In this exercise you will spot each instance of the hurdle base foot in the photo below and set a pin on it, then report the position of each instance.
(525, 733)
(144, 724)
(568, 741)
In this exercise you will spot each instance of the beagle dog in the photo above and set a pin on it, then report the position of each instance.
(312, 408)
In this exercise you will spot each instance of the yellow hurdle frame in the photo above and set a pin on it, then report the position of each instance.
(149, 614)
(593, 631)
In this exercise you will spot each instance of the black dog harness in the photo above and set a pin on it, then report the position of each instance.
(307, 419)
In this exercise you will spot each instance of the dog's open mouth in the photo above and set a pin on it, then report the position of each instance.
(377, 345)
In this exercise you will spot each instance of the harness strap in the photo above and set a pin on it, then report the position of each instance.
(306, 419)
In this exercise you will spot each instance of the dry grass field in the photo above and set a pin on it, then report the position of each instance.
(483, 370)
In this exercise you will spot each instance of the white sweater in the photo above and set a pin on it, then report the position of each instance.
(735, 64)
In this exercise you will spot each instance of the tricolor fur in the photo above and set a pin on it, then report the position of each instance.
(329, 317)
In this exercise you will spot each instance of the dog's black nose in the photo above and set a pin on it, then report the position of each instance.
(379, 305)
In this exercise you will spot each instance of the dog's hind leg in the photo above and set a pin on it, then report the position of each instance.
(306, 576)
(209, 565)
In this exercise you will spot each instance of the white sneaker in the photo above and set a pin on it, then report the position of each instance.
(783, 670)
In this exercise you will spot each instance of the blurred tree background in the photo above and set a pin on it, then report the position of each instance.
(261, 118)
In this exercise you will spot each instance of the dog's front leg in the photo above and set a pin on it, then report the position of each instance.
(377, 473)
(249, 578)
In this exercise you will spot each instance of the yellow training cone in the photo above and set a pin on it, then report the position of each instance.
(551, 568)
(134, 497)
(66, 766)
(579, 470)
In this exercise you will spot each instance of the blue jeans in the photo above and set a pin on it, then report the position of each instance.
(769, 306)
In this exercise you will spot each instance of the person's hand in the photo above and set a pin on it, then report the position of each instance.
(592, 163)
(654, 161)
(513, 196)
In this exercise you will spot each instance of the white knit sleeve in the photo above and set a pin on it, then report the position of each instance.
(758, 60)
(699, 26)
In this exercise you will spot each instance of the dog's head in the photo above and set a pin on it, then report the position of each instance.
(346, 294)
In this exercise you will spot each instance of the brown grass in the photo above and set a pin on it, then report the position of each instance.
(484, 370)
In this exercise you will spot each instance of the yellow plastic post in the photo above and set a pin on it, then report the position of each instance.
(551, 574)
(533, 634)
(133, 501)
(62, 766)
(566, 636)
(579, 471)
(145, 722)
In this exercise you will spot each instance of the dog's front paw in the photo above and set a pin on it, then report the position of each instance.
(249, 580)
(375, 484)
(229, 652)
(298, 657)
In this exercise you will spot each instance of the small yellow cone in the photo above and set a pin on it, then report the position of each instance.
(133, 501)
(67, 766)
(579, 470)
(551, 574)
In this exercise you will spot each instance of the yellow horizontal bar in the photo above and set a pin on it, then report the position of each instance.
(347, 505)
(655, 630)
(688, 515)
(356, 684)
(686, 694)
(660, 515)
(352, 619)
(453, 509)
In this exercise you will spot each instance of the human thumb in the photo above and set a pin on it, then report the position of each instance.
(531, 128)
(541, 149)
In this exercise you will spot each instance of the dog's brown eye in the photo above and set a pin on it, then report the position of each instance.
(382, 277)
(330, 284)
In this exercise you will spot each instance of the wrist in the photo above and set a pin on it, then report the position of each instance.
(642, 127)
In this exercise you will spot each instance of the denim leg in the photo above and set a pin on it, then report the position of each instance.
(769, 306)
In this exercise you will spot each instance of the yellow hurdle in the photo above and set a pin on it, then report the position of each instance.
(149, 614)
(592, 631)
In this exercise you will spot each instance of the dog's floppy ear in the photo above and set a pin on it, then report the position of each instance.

● **REQUIRED WORK**
Could you retype all of the records above exactly as they appear?

● **RESULT OF THE TASK**
In this exercise you will spot each instance of the hurdle base foot in the photo below and set a pin on it, then report the position of each instance.
(525, 733)
(144, 724)
(568, 741)
In this exercise you will spot each instance of the beagle dog in the photo above and set a pin on it, then report the position of each instance.
(312, 408)
In this exercise you will spot each instance of the yellow hurdle frame in the photo above and set a pin on it, then report the position of each instance.
(149, 614)
(593, 631)
In this exercise you will spot each instance of the black dog harness in the photo above and set a pin on it, then report the position of each instance.
(307, 419)
In this exercise you will spot each instance of the dog's open mouth in the photo above and set a pin on it, then report the position of each instance.
(377, 345)
In this exercise you will spot each instance of the harness strap in the photo above and set a pin on it, then report the position of each instance.
(306, 419)
In this exercise you will spot each instance of the dry grass field in the photo above and set a pin on it, then report the position of each instance.
(483, 370)
In this exercise you will spot each instance of the white sweater in the photo above and set a pin on it, then report the position of each instance.
(735, 64)
In this exercise you will spot each instance of the tricolor fur in the photo above and set a pin on it, then report the position of each instance.
(329, 317)
In this exercise you will spot each instance of the dog's black nose in the photo above and set a pin on it, then report the position of each instance.
(379, 305)
In this exercise you will spot each instance of the dog's hind leg in the photo above and set a pin on it, then report the position of each instance.
(306, 576)
(209, 565)
In this exercise you will spot each instance of the white sneaker in the photo above and set a pin on it, then report the position of each instance.
(783, 670)
In this exercise you will spot each instance of the blurred tree background in the photo above and set a pin on it, then report the position of each instance.
(261, 118)
In this exercise you will spot each instance of the dog's front leg in the photo above and set a pin on it, then report the position of each instance.
(377, 473)
(249, 578)
In this exercise you will spot each instance of the yellow training cone in the photo above and set a pin on it, then report the position of each instance.
(551, 568)
(134, 497)
(66, 766)
(579, 470)
In this exercise you will spot each instance of the blue jeans in the photo above and set a pin on it, then report the position of each instance.
(769, 306)
In this exercise you will spot each instance of the person's hand in the photo above and set a pin on it, then report the position of each instance.
(592, 163)
(654, 161)
(513, 196)
In this exercise you will spot each instance of the white knit sleeve in the photo above and set a pin on it, then report the position of each instance.
(758, 60)
(699, 26)
In this exercise you will spot each instance of the dog's head in the photo above and set a pin on it, then report the position of each instance.
(346, 294)
In this exercise you will spot each instance of the brown grass in the photo above and set a pin on it, then report the position of each instance.
(484, 370)
In this exercise you will spot each instance of the yellow plastic post in the photo above and set a pin on it, then report the position of each instance.
(551, 574)
(533, 634)
(133, 501)
(62, 766)
(566, 636)
(579, 471)
(145, 722)
In this exercise you will spot each instance of the dog's front paw in the photo above and set a pin on it, then report the position of each instance.
(249, 580)
(375, 484)
(229, 652)
(298, 657)
In this exercise you will spot each instance of the small yellow cone in the photo above and set a pin on it, then report the position of each instance.
(133, 501)
(67, 766)
(579, 470)
(551, 574)
In this exercise you will spot each instance of the yellow horizontal bar in the photo above and set a pin on it, then report the position of each instance.
(347, 505)
(655, 630)
(688, 515)
(356, 684)
(686, 694)
(660, 515)
(352, 619)
(453, 509)
In this exercise you will spot each instance of the human thumb in the photo above and set a pin on it, then report the position of each instance.
(531, 128)
(541, 149)
In this exercise you will spot each instance of the dog's brown eye in the photo above and set a pin on it, then report the position of each instance.
(382, 277)
(330, 284)
In this exercise you will spot each instance of the wrist in the photo above and set a pin on it, then report the position of each instance.
(642, 127)
In this exercise you will spot each instance of the denim leg in the photo above and set a pin on it, then report the position of each instance.
(769, 306)
In this exercise you will spot each instance of the yellow hurdle in the photo above and set a pin on it, then report the position of each instance.
(149, 614)
(592, 631)
In this exercise you will spot each instance of the dog's floppy ear in the photo above and set a pin on it, then report the position of each instance.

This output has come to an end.